EXERCISE DETAILS — Gather every line from the entries below that contains the string "stack", matching case exactly.

────────

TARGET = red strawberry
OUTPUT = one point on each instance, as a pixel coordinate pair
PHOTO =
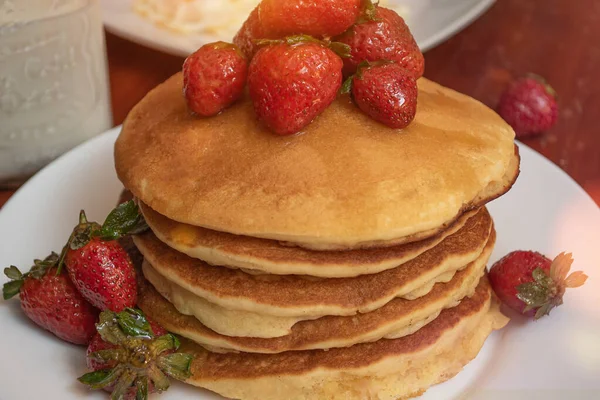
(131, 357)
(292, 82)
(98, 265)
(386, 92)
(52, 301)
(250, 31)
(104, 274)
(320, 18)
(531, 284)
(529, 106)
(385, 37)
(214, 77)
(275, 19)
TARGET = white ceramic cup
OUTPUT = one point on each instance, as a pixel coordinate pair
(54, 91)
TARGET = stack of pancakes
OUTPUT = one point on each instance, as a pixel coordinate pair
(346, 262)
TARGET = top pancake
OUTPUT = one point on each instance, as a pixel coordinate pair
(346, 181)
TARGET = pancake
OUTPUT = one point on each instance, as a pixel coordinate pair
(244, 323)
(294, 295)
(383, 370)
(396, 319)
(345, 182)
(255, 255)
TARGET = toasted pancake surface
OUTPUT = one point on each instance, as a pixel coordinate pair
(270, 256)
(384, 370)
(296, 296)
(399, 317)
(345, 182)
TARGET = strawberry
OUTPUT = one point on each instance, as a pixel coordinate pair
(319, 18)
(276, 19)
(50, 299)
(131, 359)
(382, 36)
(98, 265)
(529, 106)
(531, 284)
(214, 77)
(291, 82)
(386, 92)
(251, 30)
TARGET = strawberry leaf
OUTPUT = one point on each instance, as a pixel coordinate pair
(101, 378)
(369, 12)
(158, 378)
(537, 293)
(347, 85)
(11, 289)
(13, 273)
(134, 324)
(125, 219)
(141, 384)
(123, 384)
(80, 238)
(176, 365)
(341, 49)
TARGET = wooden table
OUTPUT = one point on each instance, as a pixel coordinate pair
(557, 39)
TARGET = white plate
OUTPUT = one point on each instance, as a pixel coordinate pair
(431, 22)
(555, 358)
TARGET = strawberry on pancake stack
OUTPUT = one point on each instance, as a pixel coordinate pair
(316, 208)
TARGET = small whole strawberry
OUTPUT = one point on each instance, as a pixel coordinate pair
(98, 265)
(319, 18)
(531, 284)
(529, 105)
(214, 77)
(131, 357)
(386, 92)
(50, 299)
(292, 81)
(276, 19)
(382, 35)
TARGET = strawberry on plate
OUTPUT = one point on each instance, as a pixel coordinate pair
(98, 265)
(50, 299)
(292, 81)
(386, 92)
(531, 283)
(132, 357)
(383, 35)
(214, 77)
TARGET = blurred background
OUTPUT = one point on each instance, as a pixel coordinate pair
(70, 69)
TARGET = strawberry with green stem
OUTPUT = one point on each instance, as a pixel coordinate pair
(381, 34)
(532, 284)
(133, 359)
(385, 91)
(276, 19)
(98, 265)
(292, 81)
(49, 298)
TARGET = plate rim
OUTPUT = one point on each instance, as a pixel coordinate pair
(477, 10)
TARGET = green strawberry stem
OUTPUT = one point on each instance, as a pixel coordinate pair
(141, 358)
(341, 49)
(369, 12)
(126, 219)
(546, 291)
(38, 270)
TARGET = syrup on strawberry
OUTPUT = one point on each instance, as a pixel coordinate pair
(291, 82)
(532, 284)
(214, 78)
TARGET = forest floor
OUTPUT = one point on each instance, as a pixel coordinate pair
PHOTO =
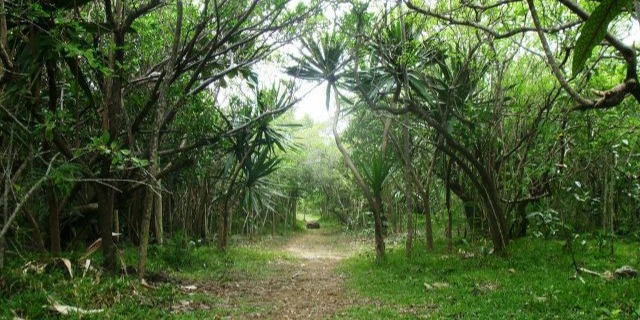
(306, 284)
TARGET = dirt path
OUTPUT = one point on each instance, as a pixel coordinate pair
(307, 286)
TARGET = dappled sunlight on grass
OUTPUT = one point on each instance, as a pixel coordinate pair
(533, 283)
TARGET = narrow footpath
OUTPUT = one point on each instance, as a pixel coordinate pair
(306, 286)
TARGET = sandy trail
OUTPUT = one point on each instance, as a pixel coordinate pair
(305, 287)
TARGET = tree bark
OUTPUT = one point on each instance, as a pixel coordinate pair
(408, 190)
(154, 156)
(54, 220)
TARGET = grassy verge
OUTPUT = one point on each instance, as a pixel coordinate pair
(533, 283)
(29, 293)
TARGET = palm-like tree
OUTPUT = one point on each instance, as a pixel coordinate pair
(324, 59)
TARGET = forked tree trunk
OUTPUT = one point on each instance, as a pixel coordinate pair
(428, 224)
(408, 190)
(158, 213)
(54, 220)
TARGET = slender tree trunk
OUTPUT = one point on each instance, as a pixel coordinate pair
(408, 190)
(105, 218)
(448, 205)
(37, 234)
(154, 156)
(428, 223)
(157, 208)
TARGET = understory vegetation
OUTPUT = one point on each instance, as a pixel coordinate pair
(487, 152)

────────

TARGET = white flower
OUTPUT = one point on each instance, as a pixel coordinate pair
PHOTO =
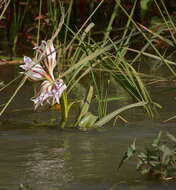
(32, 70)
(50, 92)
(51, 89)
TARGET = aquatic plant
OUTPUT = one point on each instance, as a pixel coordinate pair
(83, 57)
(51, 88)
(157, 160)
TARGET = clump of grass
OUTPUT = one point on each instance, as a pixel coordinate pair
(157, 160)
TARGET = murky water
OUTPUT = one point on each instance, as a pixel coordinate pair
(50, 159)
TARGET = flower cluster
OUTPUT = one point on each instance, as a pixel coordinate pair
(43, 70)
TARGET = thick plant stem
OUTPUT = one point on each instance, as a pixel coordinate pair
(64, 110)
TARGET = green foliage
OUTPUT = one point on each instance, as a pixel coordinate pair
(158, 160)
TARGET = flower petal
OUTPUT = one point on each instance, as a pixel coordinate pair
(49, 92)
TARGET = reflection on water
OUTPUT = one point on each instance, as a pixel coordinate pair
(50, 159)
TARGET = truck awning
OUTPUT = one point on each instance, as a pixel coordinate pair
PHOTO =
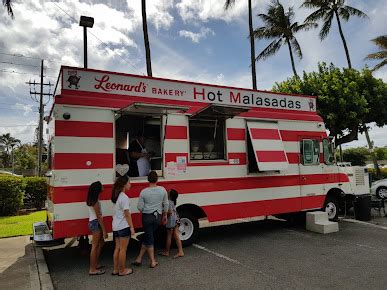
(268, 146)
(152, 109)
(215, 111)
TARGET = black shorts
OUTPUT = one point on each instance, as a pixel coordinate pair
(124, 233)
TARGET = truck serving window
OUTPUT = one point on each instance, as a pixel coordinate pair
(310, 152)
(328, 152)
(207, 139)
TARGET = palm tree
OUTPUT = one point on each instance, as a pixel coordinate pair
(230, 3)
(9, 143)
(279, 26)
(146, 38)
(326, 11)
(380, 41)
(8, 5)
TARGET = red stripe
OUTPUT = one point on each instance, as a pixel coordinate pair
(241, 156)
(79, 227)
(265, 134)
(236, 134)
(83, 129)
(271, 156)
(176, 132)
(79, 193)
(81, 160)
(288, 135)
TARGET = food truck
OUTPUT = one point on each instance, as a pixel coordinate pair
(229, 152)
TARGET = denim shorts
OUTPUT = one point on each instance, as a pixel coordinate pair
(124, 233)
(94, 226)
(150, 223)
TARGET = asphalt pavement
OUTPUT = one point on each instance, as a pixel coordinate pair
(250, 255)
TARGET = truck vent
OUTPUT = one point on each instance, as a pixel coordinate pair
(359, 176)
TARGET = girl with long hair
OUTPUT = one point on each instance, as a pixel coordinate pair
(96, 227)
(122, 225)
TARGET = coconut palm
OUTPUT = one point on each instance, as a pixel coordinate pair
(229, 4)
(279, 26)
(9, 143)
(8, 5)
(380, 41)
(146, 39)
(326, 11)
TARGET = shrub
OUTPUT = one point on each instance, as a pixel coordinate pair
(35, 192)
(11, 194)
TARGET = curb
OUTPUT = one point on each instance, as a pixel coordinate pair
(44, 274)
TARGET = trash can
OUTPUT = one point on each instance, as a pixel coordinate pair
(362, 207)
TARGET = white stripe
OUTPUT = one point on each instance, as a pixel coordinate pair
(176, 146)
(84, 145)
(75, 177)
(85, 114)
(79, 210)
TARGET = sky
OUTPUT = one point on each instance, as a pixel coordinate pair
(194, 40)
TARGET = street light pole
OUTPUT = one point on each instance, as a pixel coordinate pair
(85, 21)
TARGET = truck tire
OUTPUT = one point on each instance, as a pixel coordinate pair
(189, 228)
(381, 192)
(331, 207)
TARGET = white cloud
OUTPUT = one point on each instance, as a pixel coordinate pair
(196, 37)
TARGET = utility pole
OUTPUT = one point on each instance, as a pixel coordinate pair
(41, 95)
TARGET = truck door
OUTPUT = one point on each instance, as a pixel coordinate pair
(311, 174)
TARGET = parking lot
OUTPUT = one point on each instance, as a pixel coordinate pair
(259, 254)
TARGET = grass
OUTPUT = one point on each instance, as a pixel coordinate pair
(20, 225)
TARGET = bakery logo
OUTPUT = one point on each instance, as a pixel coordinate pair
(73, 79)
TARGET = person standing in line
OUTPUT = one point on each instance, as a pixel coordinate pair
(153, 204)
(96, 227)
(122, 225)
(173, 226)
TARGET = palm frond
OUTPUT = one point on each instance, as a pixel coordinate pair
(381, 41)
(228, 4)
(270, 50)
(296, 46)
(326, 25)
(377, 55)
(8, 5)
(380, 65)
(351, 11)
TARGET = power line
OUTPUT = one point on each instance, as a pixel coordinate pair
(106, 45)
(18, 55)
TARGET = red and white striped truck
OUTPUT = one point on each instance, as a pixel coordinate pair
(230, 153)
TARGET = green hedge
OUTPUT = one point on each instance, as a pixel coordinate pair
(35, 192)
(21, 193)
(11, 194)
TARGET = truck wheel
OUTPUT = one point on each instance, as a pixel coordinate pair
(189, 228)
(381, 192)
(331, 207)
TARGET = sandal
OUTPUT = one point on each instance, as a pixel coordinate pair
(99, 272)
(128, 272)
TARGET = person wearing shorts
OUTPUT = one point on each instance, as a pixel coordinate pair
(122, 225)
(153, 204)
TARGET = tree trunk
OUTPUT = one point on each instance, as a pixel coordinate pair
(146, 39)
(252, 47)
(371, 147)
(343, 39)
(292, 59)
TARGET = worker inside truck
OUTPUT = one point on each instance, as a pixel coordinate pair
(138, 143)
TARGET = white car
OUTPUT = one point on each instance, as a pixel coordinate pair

────────

RESULT FOR THIS TASK —
TARGET = stack of pancakes
TARGET = strawberry on pancake stack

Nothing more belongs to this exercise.